DATA FOR THIS EXERCISE
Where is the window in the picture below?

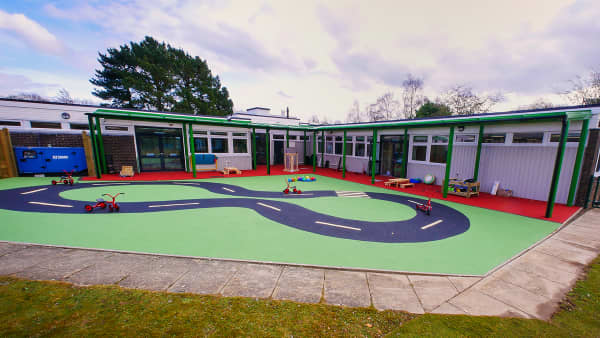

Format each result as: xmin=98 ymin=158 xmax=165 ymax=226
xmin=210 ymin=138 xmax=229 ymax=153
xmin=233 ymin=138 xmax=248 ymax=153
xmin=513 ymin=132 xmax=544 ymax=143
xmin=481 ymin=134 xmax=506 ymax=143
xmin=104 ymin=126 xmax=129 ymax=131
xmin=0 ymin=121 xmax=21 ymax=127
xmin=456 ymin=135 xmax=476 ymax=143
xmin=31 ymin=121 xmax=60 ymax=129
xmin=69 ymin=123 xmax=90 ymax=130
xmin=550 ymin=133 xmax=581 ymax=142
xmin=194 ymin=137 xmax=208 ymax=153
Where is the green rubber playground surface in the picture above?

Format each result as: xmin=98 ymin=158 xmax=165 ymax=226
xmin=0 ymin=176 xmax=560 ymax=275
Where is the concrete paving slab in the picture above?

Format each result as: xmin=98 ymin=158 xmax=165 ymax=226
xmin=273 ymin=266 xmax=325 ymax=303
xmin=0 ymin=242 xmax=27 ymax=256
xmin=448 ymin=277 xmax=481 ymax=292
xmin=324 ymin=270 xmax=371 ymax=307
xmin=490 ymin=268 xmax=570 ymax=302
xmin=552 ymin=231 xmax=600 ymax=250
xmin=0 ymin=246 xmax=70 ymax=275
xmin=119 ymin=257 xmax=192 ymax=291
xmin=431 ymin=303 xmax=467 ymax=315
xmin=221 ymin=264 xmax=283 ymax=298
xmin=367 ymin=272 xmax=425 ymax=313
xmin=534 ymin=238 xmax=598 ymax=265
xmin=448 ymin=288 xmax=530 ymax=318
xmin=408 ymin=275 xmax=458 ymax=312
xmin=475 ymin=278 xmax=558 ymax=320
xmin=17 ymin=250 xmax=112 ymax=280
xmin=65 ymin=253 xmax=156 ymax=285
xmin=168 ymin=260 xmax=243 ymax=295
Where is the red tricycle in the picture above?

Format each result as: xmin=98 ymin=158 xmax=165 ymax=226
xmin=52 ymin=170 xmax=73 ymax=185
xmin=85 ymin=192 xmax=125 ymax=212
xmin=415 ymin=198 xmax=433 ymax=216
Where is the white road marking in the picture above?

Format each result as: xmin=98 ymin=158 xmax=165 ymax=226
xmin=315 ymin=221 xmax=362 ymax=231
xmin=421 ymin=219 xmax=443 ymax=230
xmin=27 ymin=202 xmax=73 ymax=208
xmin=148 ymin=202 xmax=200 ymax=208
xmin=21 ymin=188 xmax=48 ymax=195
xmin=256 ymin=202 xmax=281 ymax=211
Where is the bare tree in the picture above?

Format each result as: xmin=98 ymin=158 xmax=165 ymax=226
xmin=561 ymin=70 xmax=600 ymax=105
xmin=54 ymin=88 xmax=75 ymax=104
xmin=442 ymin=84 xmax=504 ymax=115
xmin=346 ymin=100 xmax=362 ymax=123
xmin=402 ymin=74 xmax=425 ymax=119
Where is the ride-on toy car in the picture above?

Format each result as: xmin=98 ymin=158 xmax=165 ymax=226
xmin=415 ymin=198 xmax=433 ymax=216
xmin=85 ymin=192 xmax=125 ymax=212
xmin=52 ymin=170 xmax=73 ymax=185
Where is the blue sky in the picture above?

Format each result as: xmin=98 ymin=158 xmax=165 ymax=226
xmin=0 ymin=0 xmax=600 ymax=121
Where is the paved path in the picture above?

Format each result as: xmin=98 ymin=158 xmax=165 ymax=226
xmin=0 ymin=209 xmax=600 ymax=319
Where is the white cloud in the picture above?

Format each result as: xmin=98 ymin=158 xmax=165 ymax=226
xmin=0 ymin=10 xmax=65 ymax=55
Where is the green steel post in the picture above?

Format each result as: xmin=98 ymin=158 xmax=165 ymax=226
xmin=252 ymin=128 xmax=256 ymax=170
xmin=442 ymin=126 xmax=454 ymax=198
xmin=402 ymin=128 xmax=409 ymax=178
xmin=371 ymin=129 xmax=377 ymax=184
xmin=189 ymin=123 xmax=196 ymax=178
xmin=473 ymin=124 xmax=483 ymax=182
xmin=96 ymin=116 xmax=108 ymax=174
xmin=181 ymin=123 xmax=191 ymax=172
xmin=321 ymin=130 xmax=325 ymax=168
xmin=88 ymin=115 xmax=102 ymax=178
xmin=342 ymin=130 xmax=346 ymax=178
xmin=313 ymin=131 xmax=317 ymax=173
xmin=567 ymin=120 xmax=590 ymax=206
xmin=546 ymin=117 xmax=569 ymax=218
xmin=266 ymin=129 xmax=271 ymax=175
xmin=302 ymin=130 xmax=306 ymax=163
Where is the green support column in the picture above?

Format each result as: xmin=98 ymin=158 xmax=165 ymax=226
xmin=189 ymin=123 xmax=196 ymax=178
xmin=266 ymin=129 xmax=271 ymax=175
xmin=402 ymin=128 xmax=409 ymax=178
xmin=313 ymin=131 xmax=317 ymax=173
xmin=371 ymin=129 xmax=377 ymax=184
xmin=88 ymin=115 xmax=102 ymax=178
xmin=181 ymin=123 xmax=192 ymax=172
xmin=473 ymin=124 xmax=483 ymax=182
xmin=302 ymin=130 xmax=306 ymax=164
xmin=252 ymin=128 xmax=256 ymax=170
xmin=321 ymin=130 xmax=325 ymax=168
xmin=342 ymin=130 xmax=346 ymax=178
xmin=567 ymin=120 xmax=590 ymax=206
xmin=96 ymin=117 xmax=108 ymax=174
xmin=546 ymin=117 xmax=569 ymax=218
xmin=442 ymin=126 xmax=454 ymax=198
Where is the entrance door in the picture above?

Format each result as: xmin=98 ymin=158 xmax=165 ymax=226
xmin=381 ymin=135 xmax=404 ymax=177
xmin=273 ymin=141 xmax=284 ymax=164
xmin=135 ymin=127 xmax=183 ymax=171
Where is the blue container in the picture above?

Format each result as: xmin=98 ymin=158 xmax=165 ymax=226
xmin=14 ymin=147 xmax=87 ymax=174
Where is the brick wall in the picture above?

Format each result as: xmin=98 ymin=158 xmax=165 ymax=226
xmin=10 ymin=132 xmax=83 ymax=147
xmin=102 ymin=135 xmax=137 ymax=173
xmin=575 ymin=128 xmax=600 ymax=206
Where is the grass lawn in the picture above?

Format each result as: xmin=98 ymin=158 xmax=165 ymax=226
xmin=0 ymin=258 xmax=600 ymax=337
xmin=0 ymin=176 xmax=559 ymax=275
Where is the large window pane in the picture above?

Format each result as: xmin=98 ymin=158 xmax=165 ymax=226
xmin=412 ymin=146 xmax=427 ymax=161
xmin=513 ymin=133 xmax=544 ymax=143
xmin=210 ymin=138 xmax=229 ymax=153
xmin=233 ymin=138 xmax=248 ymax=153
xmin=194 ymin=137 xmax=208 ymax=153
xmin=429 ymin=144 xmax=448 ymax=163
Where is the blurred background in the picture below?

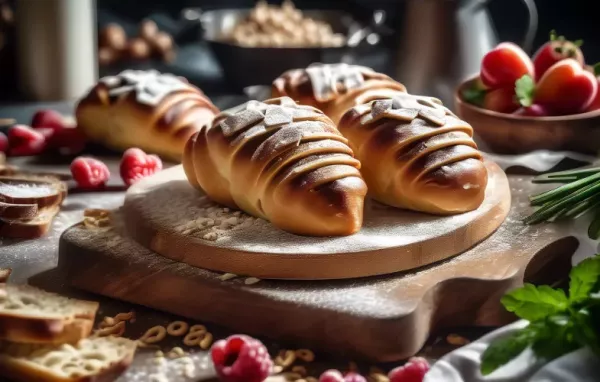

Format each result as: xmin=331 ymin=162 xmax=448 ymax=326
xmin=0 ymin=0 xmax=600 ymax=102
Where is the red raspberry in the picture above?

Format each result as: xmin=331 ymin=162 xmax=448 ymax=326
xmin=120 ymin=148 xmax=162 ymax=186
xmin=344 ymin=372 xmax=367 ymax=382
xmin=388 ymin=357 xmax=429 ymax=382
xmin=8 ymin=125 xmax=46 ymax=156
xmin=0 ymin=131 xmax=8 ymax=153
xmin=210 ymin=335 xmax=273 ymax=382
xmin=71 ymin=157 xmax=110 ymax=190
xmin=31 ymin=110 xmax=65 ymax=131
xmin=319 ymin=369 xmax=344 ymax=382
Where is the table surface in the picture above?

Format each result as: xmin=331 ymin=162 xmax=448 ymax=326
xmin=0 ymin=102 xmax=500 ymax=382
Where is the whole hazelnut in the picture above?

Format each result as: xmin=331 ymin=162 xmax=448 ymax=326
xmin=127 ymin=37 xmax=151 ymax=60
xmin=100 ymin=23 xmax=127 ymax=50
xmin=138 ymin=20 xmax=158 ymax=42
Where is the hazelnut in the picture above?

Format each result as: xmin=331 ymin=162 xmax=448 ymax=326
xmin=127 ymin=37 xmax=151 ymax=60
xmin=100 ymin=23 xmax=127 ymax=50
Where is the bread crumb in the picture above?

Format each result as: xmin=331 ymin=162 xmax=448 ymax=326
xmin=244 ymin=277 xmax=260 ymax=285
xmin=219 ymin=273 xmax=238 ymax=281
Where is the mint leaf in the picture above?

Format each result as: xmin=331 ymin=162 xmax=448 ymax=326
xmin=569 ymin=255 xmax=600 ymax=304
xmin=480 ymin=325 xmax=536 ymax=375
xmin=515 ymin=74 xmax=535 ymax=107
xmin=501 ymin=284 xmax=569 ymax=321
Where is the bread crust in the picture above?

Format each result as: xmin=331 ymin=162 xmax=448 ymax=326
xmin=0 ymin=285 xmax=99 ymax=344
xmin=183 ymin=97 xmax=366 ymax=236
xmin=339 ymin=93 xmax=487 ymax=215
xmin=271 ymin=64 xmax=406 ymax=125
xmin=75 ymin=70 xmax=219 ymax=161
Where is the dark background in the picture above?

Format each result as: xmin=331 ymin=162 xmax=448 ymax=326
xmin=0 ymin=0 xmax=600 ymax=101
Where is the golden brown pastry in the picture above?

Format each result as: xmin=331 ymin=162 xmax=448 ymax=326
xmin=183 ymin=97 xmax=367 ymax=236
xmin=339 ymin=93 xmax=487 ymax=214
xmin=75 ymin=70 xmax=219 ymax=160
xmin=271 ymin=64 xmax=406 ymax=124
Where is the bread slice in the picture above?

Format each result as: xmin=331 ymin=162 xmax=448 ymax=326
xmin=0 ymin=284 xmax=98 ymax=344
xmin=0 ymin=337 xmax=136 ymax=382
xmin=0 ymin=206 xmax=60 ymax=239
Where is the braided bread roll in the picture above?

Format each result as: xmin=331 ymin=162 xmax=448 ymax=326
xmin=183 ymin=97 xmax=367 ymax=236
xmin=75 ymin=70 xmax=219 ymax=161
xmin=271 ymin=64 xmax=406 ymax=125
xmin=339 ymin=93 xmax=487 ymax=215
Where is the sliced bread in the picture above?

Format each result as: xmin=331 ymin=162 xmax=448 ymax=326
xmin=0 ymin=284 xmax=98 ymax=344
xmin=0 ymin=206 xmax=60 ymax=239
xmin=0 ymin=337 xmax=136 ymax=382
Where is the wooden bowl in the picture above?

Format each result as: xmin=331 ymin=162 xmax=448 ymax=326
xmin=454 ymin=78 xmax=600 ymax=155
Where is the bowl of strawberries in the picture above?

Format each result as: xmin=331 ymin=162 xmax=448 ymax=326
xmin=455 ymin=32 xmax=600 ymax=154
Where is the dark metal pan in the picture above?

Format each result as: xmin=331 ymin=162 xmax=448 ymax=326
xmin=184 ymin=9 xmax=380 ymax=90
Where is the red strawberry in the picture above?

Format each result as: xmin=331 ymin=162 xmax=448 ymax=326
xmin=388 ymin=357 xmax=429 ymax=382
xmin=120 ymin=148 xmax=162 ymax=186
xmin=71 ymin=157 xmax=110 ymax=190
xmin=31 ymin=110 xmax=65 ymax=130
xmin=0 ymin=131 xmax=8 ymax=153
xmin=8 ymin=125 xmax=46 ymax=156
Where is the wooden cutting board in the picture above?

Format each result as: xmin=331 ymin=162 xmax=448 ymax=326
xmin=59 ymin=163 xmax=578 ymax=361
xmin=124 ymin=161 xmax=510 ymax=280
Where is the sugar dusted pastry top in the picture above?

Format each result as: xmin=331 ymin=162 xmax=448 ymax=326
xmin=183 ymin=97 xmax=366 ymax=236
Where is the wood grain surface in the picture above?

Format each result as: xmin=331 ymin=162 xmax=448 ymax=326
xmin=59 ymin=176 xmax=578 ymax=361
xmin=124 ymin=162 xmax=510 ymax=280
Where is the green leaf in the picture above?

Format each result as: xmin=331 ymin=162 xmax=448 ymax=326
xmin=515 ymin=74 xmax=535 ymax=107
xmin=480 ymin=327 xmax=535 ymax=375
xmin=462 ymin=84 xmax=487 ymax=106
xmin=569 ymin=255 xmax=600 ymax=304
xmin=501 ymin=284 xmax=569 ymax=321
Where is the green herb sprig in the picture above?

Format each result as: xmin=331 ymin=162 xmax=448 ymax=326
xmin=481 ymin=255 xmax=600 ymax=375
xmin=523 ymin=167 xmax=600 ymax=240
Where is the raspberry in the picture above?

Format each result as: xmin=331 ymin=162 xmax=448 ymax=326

TASK DESCRIPTION
Please reproduce everything from the line containing "Where is the wood grain" down to the final line above, both of those lines included, word for word.

OUTPUT FOR THIS EXERCISE
Where is the wood grain surface in the picture above?

Format each result as: xmin=331 ymin=162 xmax=448 ymax=326
xmin=59 ymin=176 xmax=578 ymax=361
xmin=124 ymin=162 xmax=510 ymax=280
Where is the green leaf in the picture above?

Format each result as: xmin=331 ymin=162 xmax=448 ymax=326
xmin=515 ymin=74 xmax=535 ymax=107
xmin=480 ymin=327 xmax=535 ymax=375
xmin=462 ymin=84 xmax=487 ymax=106
xmin=569 ymin=255 xmax=600 ymax=304
xmin=501 ymin=284 xmax=569 ymax=321
Where is the green herb sprig in the picture above?

Format each result as: xmin=331 ymin=162 xmax=448 ymax=326
xmin=481 ymin=255 xmax=600 ymax=375
xmin=523 ymin=167 xmax=600 ymax=240
Where is the raspberry in the picture above?

Format each result as: xmin=331 ymin=162 xmax=448 ymax=326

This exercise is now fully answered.